Livres et Société
NDRL.
Selon, l'auteur des jacobins Noirs, la question de couleur est la malediction haitienne
Le diplomate Pierre Chavenet m’a dit un jour qu’il faudrait lire AMOUR, COLERE, FOLIE de Marie Vieux Chauvet, si l’on voulait saisir l’intensité des luttes de couleur en Haïti. Je pense avoir lu un peu trop vite ce roman venu après ce que l’on appelé les Vêpres Jeremiennes, épisode postérieur au débarquement des treize de Jeune Haïti et également postérieur au choc des castristes avec la Brigade 2056, achevé piteusement a la Baie des Cochons en 1961. La question de couleur hante comme un spectre ce roman qui donne la parole aux victimes, en diabolisant les bourreaux dans la plus pure tradition de l’opposition haïtienne née dans les alcôves et les boudoirs, en attendant de parler le langage des armes. Quelques années auparavant, Marie Chauvet avait enrichi la littérature haïtienne d’un roman historique : LA DANSE SUR LE VOLCAN. Roman un peu ambigu et très réaliste cependant qui raconte l’histoire de deux jeunes mulâtresses qui découvrent non sans rage les cicatrices laissées par le fouet du commandeur sur l’épaule de leur mère. Ce fut cette cicatrice qui scella pour le meilleur et le pire leur destin à St Domingue.
Ce qu’il
convient de retenir toutefois, ce sont les affrontements que inspireront deux
visions différentes d’un monde coince sur ses terres mais nostalgique des
lointains horizons d’une Afrique mythique et d’une Europe qui encore
aujourd’hui veut donner le ton. Des sables de l’Anse d’Hainaut aux mangliers du
Maribaroux, la bataille est moins dans les faits que dans les âmes. Personne ne
veut s’accepter et chacun s’invente un visage. Celui du maitre bien sûr, mais
celui d’un esclave qui veut jouer au maitre sans cesser d’être esclave. Le Professeur Leslie M. Manigat disait que
l’esclave domestique, proche du maitre, avait aussi ses esclaves dans les
champs. Il a oublié d’ajouter que la plus grande menace que l’on pût faire à un esclave mulâtre, c’était de le
menacer de le vendre à un affranchi noir. Le rêve de Sonthonax reste donc une grande
illusion. Chaque fois que l’on touche à la matrice de ce pays, on entend le
ricanement moqueur du commissaire français, comme si, à la manière de l’œuf de Léda,
tout était joué au départ.

---*---

**Objectifs**
- A) Répondez aux questions suivantes sur le texte consacré à la question de couleur en Haïti.
(i) Quel diplomate a conseillé de lire AMOUR, COLERE, FOLIE pour saisir l'intensité des luttes de couleur ?
(ii) Quel roman historique de Marie Chauvet raconte l'histoire de deux jeunes mulâtresses ?
(iii) Selon le Professeur Leslie M. Manigat, qu'avait aussi l'esclave domestique proche du maître ?
- B) Rédigez la suite du texte sur la question de couleur en Haïti, à partir de sa dernière phrase.
Les items qui suivent proviennent d'une autre source.

---*---

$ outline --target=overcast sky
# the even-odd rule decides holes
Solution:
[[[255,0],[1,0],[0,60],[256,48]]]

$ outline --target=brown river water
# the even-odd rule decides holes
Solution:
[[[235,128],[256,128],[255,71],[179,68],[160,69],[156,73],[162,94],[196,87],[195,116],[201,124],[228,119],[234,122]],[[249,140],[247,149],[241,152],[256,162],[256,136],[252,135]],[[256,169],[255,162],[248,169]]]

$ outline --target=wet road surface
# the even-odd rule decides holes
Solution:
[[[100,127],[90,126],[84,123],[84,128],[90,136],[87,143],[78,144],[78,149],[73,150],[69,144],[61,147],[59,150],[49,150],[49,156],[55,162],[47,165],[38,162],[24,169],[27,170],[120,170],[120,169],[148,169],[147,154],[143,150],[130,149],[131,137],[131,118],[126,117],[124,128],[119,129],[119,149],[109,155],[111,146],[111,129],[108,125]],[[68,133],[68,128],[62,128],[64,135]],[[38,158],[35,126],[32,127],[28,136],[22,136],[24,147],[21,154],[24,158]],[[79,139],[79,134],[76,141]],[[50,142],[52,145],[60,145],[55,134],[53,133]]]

---*---

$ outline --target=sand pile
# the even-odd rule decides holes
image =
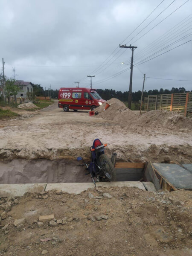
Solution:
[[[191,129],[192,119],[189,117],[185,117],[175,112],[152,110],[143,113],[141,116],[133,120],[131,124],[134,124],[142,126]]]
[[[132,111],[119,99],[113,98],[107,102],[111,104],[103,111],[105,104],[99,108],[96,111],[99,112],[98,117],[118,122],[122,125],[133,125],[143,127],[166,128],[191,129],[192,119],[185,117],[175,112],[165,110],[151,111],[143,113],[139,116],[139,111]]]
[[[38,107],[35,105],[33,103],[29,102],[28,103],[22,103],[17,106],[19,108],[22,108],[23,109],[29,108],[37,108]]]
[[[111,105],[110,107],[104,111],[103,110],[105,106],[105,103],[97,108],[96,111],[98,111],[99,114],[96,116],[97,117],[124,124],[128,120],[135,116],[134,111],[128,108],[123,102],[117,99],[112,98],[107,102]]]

---*---

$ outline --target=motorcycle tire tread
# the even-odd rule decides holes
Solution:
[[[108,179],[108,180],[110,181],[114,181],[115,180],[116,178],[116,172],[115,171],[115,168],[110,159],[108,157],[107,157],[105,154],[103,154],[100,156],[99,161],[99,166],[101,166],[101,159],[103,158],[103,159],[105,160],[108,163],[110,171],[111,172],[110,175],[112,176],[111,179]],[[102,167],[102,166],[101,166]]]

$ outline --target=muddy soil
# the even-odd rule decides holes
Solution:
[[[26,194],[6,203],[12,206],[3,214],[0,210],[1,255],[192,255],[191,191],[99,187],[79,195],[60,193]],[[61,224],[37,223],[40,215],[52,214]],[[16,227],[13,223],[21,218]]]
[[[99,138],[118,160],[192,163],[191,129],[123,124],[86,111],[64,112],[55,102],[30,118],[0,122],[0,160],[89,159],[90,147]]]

---*---

**Résultats par tâche**
- A)
(i) Pierre Chavenet.
(ii) LA DANSE SUR LE VOLCAN.
(iii) Ses esclaves dans les champs.

- B)
Les colères de Mie Chauvet puisent leur légitimité
dans les excès d’un certain pouvoir
noir, si l’on veut appeler les choses par leur nom. On se souvient que dans les
années 63 et 64, les journaux disaient que l’on veut à présent créer une
nouvelle bourgeoisie à base de vols, de rapines et de crimes. Le problème n’en
garde pas moins sa complexité. Et l’on entendra pour longtemps encore le
ricanement de Sonthonax toutes les fois qu’on s’arrêtera à la couleur de la
peau qui est loin d’être un horizon indépassable, pour parodier
Jean Paul Sartre.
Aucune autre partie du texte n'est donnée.